Exercise:
Which lines run from the one containing "Where in this photo can the window" through the end of the material? Reproduce them exactly.

Records supplied:
= Beginning of Section =

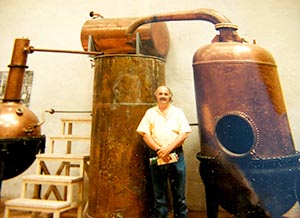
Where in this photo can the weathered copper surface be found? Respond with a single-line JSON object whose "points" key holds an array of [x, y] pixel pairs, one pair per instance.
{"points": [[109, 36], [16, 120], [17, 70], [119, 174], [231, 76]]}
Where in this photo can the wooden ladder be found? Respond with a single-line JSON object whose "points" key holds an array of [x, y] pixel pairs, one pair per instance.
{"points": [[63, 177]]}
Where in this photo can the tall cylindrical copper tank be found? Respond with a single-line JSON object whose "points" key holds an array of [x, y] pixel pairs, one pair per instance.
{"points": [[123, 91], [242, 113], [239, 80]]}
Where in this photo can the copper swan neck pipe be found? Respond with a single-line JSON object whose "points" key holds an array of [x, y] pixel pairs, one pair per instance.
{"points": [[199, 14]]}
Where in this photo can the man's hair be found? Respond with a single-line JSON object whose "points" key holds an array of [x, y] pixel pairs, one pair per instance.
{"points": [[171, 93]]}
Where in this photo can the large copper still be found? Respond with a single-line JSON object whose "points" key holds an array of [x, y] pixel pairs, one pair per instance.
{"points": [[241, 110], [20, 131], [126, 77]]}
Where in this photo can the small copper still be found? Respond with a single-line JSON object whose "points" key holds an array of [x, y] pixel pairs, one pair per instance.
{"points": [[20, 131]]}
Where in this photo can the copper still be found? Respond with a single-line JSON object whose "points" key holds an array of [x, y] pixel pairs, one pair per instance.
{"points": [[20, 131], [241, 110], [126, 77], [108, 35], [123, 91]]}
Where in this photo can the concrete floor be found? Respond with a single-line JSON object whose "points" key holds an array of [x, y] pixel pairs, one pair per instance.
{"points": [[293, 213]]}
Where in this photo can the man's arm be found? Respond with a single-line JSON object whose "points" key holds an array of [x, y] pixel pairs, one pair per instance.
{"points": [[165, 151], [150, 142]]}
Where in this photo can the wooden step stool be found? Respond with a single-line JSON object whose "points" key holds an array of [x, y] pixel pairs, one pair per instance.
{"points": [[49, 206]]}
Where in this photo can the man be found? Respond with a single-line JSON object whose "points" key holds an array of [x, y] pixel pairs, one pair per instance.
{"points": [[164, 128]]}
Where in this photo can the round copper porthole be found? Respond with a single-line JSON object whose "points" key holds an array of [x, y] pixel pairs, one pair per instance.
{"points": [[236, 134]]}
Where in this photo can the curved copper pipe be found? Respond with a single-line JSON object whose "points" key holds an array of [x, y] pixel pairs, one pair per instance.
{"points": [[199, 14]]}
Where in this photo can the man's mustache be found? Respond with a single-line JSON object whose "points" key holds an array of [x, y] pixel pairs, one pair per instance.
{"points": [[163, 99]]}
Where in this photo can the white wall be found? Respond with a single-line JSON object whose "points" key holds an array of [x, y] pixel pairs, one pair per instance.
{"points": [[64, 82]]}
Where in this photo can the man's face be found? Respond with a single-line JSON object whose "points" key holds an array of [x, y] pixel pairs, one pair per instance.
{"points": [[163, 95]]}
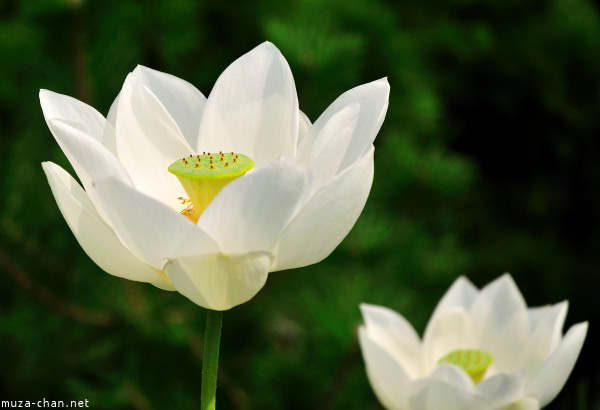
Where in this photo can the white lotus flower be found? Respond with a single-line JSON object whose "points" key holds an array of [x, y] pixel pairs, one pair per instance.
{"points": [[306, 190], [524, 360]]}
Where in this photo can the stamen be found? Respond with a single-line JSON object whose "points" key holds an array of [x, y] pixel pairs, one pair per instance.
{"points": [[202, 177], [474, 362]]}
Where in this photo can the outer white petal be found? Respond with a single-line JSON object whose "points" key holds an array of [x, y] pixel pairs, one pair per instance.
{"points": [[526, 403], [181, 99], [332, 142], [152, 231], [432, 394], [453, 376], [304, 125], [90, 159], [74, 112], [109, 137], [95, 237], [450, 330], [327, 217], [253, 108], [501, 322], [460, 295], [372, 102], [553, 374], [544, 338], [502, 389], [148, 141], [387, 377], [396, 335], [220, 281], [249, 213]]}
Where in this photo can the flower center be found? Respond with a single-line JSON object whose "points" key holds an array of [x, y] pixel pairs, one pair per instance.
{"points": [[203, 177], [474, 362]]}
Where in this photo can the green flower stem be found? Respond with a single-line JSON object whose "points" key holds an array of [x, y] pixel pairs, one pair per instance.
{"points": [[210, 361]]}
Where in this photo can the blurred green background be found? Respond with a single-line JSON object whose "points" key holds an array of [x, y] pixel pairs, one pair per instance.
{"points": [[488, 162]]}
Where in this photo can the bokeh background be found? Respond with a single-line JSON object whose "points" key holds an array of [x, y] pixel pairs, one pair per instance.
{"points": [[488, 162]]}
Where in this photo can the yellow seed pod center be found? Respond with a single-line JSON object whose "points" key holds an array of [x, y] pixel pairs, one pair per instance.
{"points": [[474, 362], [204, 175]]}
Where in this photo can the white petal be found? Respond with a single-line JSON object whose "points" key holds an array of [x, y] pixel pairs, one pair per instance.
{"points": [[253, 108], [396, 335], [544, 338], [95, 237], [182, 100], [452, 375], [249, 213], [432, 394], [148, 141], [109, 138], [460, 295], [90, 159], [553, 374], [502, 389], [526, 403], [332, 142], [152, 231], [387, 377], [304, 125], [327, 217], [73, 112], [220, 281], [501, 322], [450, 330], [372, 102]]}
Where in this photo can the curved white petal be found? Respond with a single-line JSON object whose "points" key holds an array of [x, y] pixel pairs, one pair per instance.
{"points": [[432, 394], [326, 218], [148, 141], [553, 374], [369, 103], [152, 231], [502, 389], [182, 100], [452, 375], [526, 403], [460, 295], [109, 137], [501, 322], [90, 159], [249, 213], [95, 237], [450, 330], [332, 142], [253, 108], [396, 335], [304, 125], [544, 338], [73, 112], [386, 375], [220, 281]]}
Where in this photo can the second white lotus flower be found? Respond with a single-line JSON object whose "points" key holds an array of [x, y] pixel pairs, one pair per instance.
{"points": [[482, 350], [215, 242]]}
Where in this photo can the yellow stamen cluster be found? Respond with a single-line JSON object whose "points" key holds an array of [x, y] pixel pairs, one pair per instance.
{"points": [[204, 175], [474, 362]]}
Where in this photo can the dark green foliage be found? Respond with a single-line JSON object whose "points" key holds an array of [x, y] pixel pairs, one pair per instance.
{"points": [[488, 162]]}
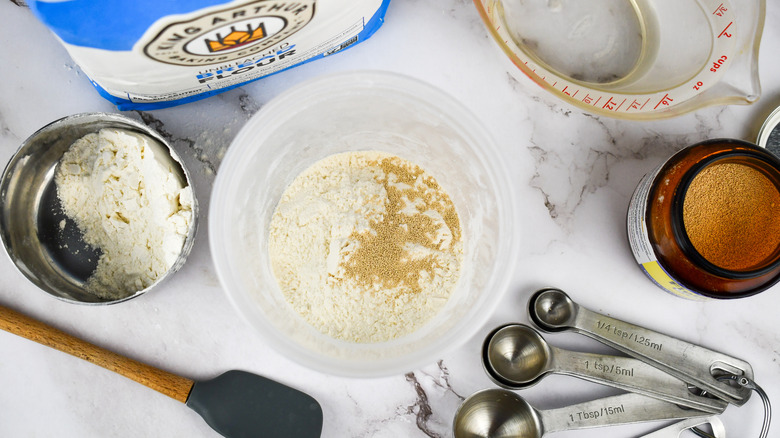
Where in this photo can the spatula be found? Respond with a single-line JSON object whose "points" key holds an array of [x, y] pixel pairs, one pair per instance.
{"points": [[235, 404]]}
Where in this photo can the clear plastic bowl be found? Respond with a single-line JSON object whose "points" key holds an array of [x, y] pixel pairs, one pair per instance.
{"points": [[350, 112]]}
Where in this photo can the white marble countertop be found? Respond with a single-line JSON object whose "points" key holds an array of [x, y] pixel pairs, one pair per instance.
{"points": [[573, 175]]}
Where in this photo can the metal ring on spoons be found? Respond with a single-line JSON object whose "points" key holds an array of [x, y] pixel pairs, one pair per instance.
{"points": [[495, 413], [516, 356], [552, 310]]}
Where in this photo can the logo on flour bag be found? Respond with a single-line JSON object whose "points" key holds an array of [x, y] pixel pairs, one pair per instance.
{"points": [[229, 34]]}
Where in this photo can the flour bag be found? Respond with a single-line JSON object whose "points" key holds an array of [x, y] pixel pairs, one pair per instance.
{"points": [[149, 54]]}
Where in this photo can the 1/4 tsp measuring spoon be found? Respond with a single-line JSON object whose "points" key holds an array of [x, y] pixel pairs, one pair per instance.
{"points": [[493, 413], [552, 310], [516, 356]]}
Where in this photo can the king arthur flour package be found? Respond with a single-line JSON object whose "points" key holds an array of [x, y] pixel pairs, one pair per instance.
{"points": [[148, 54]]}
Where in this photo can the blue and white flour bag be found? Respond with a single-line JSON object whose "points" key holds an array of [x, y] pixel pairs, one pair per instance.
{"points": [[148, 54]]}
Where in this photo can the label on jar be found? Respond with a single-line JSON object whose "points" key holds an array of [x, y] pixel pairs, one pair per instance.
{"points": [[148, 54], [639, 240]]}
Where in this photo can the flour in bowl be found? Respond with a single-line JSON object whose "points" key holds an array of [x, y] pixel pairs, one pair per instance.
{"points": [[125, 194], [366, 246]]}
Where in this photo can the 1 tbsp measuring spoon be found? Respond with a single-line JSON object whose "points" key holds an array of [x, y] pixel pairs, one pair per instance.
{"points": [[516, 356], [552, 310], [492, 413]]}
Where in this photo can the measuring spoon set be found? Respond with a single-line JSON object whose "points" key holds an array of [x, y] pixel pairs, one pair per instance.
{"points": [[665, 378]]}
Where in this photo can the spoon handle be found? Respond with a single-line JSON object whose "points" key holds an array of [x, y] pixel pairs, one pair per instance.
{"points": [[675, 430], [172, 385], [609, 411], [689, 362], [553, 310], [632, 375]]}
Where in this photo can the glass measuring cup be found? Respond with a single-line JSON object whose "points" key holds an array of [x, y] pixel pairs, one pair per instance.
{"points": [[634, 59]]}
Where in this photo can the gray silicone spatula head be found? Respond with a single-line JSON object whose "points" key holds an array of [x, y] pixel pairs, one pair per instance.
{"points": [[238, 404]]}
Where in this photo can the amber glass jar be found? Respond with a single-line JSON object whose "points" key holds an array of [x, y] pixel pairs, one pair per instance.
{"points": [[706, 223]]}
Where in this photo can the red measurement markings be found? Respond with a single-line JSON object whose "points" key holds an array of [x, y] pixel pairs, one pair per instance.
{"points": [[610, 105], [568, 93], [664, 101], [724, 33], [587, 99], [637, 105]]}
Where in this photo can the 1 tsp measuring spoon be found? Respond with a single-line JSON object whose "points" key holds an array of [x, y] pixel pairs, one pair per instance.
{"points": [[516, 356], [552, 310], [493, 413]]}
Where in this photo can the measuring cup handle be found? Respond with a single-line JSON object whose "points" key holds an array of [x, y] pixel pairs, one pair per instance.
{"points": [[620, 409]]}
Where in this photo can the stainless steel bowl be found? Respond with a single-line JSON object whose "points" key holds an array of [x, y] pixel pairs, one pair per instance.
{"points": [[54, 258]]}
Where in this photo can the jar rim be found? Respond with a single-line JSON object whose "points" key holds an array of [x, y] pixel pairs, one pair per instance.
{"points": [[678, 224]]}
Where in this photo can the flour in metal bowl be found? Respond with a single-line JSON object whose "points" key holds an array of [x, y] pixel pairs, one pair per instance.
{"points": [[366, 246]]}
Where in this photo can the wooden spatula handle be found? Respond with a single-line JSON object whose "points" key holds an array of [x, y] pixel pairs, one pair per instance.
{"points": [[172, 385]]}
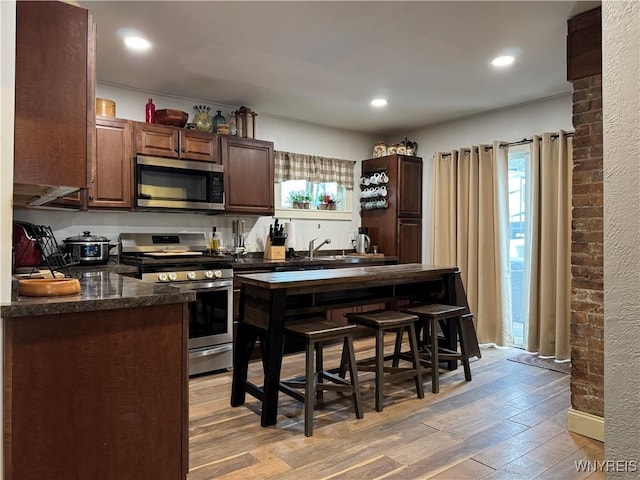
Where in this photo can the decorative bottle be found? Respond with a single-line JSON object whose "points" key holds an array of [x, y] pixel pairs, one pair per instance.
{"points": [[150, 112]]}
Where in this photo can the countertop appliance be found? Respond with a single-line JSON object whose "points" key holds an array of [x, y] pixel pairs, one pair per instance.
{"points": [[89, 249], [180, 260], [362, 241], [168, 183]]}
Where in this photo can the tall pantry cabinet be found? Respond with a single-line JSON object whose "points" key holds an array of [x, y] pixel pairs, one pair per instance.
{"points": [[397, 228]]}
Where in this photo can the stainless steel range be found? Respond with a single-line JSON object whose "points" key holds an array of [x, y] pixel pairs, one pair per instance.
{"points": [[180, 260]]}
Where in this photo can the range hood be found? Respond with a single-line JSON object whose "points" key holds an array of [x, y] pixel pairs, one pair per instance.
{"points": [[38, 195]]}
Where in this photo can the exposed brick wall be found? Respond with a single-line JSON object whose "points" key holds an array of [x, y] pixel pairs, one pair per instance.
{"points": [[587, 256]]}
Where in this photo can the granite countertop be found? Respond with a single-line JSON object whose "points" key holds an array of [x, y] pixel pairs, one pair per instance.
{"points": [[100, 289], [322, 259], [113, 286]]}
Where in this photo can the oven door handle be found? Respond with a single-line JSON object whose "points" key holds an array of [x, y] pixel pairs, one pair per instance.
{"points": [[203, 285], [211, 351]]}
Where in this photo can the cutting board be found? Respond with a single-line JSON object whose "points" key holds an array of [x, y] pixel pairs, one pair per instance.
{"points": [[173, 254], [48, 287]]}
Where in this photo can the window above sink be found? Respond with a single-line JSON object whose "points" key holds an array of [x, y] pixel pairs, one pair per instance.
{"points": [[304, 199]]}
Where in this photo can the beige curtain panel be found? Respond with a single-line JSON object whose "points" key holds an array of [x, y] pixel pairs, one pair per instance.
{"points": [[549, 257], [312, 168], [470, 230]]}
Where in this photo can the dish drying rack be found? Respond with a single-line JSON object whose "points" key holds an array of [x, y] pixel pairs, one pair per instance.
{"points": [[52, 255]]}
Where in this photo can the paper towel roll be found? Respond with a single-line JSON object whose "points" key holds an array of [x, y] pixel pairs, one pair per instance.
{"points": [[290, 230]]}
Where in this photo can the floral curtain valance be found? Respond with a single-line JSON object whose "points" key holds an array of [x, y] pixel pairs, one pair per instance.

= End of Section =

Problem solution:
Where in this photo can the window above sink be found? Respond with a single-line JSON object whose "points" key holds an array of [x, y] pixel pairs, one pair per instance.
{"points": [[304, 199]]}
Where in this photo can the beige curtain panel be found? Respond with a single-line JSON object whose "points" key holds an array of [x, y] pixel pairs, one pair per instance.
{"points": [[549, 257], [312, 168], [470, 230]]}
Where in this photo can the dish drying rack be found? Respond with a single-line JSON object whose "points" key holds an array of [x, y] pixel pairs, one pair per instance.
{"points": [[52, 255]]}
Where in this photo can the paper towel roll be found? Respond with a single-line JSON object whose "points" key holds an array of [x, y] pixel pairs, one pair per instance.
{"points": [[290, 230]]}
Where in this photo can the floral curtain valance be found? Respond with a single-line JSON object whose "points" key holds an array of [x, y] pixel pairs, one pair per instance.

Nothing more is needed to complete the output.